# DIRECTIONS
Return every item below word for word, leaving the pictures out of your copy.

========

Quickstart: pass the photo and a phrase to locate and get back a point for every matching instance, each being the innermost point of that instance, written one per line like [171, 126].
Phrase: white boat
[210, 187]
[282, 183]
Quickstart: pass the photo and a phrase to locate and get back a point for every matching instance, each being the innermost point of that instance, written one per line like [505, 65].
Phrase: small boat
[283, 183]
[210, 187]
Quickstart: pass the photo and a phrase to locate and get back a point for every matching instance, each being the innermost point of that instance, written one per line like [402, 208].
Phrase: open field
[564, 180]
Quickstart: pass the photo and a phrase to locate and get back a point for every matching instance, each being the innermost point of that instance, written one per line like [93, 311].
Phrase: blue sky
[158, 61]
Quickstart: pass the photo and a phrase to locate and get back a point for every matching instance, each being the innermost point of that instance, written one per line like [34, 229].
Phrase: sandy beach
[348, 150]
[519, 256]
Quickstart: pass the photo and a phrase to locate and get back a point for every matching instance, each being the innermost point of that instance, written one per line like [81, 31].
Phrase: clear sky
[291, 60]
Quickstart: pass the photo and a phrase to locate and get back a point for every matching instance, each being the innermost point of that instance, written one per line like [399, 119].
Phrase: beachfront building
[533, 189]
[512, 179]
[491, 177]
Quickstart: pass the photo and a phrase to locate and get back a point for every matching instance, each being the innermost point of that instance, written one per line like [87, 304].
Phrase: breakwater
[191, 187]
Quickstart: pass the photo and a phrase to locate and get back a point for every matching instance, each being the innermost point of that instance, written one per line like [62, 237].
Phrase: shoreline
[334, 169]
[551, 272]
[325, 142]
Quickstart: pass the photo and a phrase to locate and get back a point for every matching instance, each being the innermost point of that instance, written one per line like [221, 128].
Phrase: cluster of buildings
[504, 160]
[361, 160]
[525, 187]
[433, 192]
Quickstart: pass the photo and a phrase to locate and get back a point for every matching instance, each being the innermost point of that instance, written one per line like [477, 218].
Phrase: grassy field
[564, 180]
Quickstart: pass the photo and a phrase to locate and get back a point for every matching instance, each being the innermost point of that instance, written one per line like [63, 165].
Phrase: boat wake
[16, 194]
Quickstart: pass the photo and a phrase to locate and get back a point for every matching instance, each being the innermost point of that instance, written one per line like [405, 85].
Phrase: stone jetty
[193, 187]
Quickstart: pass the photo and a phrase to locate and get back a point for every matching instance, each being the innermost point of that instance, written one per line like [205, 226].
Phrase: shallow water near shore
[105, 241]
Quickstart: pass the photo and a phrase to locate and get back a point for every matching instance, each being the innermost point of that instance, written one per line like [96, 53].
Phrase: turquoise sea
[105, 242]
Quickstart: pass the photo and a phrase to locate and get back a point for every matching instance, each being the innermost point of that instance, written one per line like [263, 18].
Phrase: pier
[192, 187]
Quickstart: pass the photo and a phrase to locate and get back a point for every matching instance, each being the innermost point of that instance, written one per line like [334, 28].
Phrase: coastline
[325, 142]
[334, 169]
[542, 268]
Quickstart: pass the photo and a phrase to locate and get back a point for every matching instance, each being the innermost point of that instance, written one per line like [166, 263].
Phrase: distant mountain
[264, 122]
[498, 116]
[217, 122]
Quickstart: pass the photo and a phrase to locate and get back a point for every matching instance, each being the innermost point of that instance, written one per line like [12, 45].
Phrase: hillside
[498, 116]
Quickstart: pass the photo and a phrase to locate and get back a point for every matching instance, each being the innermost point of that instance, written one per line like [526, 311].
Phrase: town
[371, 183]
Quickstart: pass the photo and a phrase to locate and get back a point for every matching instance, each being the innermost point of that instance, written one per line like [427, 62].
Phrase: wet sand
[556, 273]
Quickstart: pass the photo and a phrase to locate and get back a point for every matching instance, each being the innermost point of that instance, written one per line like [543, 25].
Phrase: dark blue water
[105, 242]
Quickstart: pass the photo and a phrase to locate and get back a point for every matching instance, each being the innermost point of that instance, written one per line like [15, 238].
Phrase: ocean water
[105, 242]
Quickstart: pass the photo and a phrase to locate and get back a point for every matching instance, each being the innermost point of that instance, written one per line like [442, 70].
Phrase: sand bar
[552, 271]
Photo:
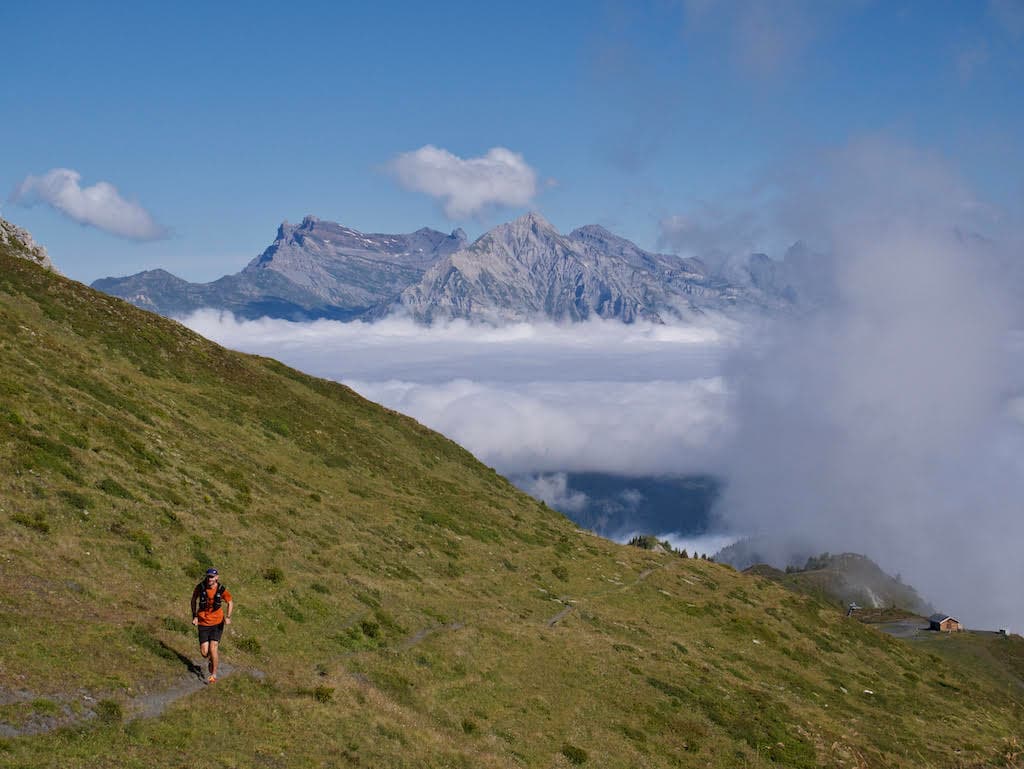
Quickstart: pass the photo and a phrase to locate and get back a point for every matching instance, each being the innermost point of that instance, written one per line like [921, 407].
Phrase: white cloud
[99, 206]
[468, 185]
[553, 488]
[532, 397]
[712, 232]
[880, 422]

========

# EXERCISE RESULT
Quickstart: pass the photo and a phrase to locate and get back a point for every matching instance, each being the innermost point of that instance, written one per line like [171, 126].
Phrase: white boat
[210, 187]
[282, 183]
Quickstart: pass the photo and a phrase to locate and get back a point for every matching instance, each being the innermost point of that instance, written one per line like [505, 65].
Phrase: small boat
[283, 183]
[210, 187]
Quickstart: pass the photo and a phrase to locate and get back a point for every matching instance, each being the innermost point of that instance, written one per line like [402, 208].
Phrase: open field
[564, 180]
Quickstart: pass the photo and a phrase to locate and get back a point for every matching instance, each being the innermost point of that instance, written one per line like [93, 311].
Phrase: blue sky
[158, 61]
Quickstart: pass the photo and a phrase to locate and get back a point for every matching instance, each being the innermost point of that instance, written one per line like [34, 229].
Phrase: sandy beach
[348, 150]
[519, 256]
Quickstart: pass the photo and a phrase to locate and get back a point for every matching instance, each being the innermost point of that instance, written one per line like [81, 31].
Phrase: clear sky
[291, 60]
Quickstart: pass the photo and a phrase to locate and get back a point for every matching instance, each being the innermost point of that instance, written one per line like [399, 119].
Phrase: beachfront building
[533, 189]
[512, 179]
[491, 177]
Quickstart: pass the photo and a phrase to locate and get back a point for every matching instance, each being the innermost point of that instance, written one per line like [87, 304].
Phrase: breakwater
[191, 187]
Quickstart: pass the photo and a phrase to locate and get back a point for every matching instance, each being the innermost point of that instance, written one per line like [62, 237].
Phrase: shoreline
[334, 169]
[551, 272]
[325, 142]
Quickstart: pass the photo and a phrase to locate and get back a point for every matching instance, each being the innermost point of that instance, written one per line like [221, 128].
Phrase: cluster of buildings
[504, 160]
[361, 160]
[525, 187]
[433, 192]
Quickstart: pass the photo and a phrase to locate and get back a point for every matching instance, each being the innermost point of that instance, written one per line like [477, 218].
Phrase: grassy field
[564, 180]
Quickstart: pass the photo and a phrase to locate and get back a point for every matching instance, each being the innermost point of that instance, written one per line like [63, 165].
Phrase: boat wake
[16, 194]
Quickstart: pass the photo and a phrase to locate and get back a point for every matching instance, each being the innermost point of that instance, written one per line like [405, 85].
Phrase: stone jetty
[193, 187]
Quickstart: pass the photo and a phrase to locate and get back a point for every matching instance, each being the innermost point of that instance, written one per line like [205, 226].
Phrase: shallow water near shore
[105, 241]
Quickstart: pass the photo and a phrase to locate and get back a point for every matching instance, each being the innermost point of that instance, written one per line like [96, 53].
Phrase: turquoise sea
[105, 242]
Quickstart: pass the photo and a phrase to locate and get back a point for every matching instance, each being the innermost point of that instance, written one per line like [263, 18].
Phrase: pier
[192, 187]
Quickstart: pass the photo and a phrase to locate and get back a point for every matching instance, each being the innermost point of that instance, written one per line like [334, 28].
Phrase: coastline
[325, 142]
[334, 169]
[542, 268]
Quickstart: pass the photo and a phrase to locate and get back a point for every matching instance, each being the innermost point of that instance, written one per line like [166, 263].
Phrase: distant mountain
[264, 122]
[498, 116]
[217, 122]
Quickstart: pass the photo and a phrase to locate and get back a point for every matching instance, each being the innermost point of that instance, written one per line like [12, 45].
Phrase: hillside
[498, 116]
Quickstart: pass the photo and a phrase to locate and get back a point for every matching instance, each being the innermost point of that instance, written one per line like [526, 311].
Phrase: town
[371, 183]
Quickstart: pass the photo and a phrase to locate and get back a point for every matching instance, each being the innermost point of that instance, written one per line like [427, 62].
Phrase: wet sand
[556, 273]
Quickstart: pass the photo and a phrase to locate and get back a point for every matching instance, each being the innermost point of that instance, written one per line like [543, 25].
Phrase: dark blue water
[105, 242]
Quickstart: pass the photo and a phrase to locate and get back a point for every matching instance, each being the innermost point of that instance, written one per line like [15, 238].
Phrase: ocean water
[105, 242]
Quickstart: pass the photo and a phrase to locate and get back a point for every matching instance, each being the innermost point of that instance, written one per line like [442, 70].
Phrase: sand bar
[552, 271]
Photo:
Quickstart: pass the photo and a phrase to locate and get back a point for every matching instance, each being the innermost point of that instance, written one per line like [921, 407].
Phrase: white cloud
[99, 206]
[468, 185]
[553, 488]
[532, 397]
[712, 232]
[880, 422]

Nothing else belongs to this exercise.